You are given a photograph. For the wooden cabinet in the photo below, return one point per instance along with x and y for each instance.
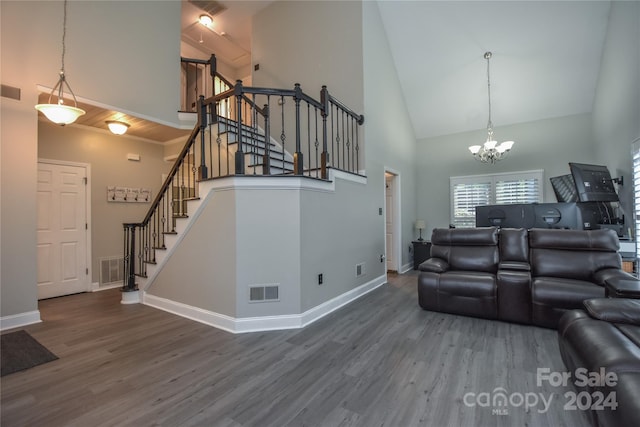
(421, 251)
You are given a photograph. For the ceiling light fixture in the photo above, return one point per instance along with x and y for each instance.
(490, 151)
(116, 127)
(205, 20)
(59, 113)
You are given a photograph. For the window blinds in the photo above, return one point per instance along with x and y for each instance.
(465, 199)
(467, 192)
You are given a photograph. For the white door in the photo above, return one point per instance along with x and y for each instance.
(62, 230)
(389, 222)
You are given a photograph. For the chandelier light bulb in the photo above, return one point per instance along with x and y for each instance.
(490, 151)
(59, 113)
(205, 20)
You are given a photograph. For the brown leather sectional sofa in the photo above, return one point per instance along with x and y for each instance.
(602, 345)
(526, 276)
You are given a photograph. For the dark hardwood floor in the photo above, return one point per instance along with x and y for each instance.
(380, 361)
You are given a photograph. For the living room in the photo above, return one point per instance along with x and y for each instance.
(601, 134)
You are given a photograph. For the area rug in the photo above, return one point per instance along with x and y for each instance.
(20, 351)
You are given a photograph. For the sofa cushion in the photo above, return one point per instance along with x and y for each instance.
(627, 412)
(434, 265)
(563, 293)
(592, 344)
(616, 310)
(575, 240)
(573, 254)
(467, 249)
(468, 283)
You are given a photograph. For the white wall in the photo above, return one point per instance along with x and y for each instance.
(107, 155)
(616, 110)
(318, 43)
(545, 144)
(391, 142)
(313, 43)
(115, 55)
(207, 256)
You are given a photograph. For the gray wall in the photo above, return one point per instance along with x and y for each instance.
(107, 155)
(98, 68)
(545, 144)
(207, 256)
(616, 111)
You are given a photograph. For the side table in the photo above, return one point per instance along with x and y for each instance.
(421, 251)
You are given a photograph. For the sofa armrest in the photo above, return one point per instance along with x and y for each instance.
(514, 265)
(614, 310)
(601, 276)
(434, 265)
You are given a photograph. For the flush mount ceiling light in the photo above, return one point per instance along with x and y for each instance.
(60, 113)
(116, 127)
(490, 151)
(205, 20)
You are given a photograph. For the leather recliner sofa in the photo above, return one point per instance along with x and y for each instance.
(603, 341)
(525, 276)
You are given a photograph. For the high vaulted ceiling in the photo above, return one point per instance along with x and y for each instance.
(545, 64)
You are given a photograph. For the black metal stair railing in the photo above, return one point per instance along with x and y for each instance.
(233, 137)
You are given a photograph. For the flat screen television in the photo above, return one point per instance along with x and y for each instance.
(593, 183)
(565, 188)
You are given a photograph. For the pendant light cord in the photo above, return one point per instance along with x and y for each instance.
(489, 124)
(64, 34)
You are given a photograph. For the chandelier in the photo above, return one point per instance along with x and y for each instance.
(490, 151)
(60, 113)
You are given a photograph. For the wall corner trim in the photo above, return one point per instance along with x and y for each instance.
(262, 323)
(21, 319)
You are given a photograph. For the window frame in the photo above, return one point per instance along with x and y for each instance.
(493, 179)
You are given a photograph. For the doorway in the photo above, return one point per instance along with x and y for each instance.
(392, 220)
(63, 236)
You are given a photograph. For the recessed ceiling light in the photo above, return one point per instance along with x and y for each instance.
(205, 20)
(117, 128)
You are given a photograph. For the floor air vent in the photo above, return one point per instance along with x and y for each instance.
(111, 270)
(264, 293)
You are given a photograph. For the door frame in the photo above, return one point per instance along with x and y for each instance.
(396, 245)
(87, 208)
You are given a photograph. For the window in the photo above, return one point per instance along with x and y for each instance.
(467, 192)
(636, 189)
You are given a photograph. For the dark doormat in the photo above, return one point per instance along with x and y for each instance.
(20, 351)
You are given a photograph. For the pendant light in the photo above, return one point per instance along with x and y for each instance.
(490, 151)
(60, 113)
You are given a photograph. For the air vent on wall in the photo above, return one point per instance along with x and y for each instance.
(111, 270)
(210, 7)
(360, 269)
(264, 293)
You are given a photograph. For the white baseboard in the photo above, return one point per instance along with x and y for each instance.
(262, 323)
(406, 267)
(17, 320)
(96, 287)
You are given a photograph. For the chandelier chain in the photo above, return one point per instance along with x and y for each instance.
(64, 34)
(489, 124)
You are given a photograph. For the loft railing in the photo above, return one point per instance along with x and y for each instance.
(245, 131)
(199, 77)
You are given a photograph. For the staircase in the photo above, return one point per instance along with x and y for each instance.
(233, 137)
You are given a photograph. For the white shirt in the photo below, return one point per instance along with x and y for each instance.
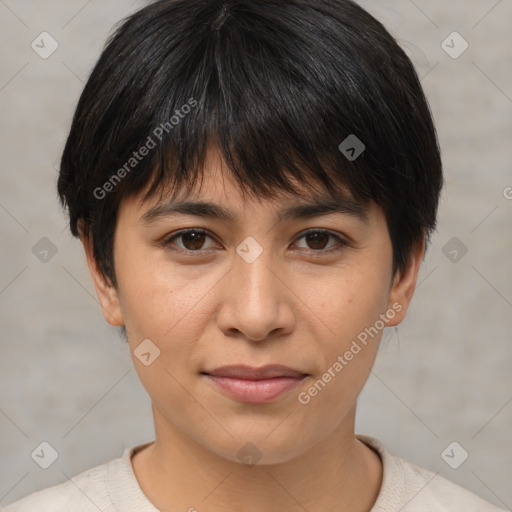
(112, 487)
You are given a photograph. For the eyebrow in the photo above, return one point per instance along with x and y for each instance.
(306, 210)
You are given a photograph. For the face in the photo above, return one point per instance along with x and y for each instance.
(309, 293)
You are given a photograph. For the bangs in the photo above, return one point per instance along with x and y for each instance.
(251, 94)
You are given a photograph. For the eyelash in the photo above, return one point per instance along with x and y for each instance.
(168, 242)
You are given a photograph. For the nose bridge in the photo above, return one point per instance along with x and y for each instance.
(255, 277)
(254, 301)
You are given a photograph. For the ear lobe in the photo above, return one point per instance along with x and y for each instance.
(404, 285)
(106, 292)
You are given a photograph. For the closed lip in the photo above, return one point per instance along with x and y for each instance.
(270, 371)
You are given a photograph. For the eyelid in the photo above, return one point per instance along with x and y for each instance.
(342, 240)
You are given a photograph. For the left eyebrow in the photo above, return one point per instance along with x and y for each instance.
(317, 208)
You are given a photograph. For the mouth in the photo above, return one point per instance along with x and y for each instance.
(255, 385)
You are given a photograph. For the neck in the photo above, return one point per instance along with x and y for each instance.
(339, 473)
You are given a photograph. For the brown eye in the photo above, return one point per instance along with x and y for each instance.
(193, 240)
(317, 240)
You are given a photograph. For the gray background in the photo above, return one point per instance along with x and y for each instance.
(66, 377)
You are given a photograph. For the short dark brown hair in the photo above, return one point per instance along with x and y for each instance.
(277, 86)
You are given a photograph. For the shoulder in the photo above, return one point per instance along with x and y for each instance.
(439, 493)
(410, 488)
(84, 492)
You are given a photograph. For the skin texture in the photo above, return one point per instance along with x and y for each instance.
(287, 307)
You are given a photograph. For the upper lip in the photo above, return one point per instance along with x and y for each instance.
(255, 373)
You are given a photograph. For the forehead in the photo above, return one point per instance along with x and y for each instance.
(217, 194)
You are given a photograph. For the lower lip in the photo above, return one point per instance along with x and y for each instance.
(255, 391)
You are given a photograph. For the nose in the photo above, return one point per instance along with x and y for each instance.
(257, 302)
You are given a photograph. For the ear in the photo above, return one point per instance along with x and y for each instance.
(404, 284)
(107, 293)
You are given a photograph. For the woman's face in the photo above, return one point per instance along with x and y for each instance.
(253, 290)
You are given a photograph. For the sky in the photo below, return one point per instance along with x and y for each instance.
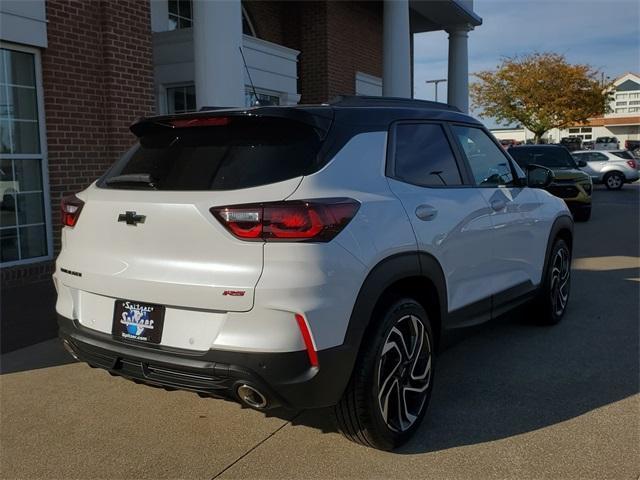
(602, 33)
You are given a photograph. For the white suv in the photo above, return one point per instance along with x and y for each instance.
(306, 256)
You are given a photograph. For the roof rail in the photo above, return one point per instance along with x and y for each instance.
(370, 101)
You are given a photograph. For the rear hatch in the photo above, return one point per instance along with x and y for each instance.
(145, 231)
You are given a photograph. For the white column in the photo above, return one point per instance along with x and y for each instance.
(396, 78)
(159, 15)
(458, 78)
(217, 36)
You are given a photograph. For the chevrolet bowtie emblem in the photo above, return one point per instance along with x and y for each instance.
(131, 218)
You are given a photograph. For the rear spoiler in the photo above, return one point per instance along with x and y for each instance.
(320, 118)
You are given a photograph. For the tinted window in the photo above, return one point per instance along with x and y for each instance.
(424, 156)
(546, 156)
(488, 163)
(243, 153)
(625, 155)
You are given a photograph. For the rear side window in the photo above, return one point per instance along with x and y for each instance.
(624, 154)
(238, 153)
(424, 157)
(488, 163)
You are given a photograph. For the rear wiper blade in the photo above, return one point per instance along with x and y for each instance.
(143, 178)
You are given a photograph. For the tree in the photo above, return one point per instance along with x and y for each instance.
(540, 91)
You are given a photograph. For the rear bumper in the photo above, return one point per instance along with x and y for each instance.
(285, 379)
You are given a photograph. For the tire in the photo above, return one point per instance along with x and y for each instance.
(613, 180)
(582, 214)
(369, 411)
(551, 303)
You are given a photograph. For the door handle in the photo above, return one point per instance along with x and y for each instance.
(426, 212)
(498, 205)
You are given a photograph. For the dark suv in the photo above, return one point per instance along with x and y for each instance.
(569, 183)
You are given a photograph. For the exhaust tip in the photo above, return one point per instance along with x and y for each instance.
(251, 397)
(67, 346)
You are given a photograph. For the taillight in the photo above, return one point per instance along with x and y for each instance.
(70, 207)
(293, 221)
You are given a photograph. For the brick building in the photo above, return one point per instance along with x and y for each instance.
(74, 74)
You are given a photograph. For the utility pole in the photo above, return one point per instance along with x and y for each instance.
(436, 82)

• • •

→ Objective
Rewrite the data from the line that has "You are given a photograph. For the brick" through the end, replacing "utility pole" with "telephone pole" and leaving everything else unchanged.

→ Task output
You are given a photograph. For the brick building in the photo above, return one point per instance along with x and y for each instance.
(74, 74)
You are given a photograph. For the telephone pole in the photo above, return one point per instance along with x and y for each instance.
(436, 82)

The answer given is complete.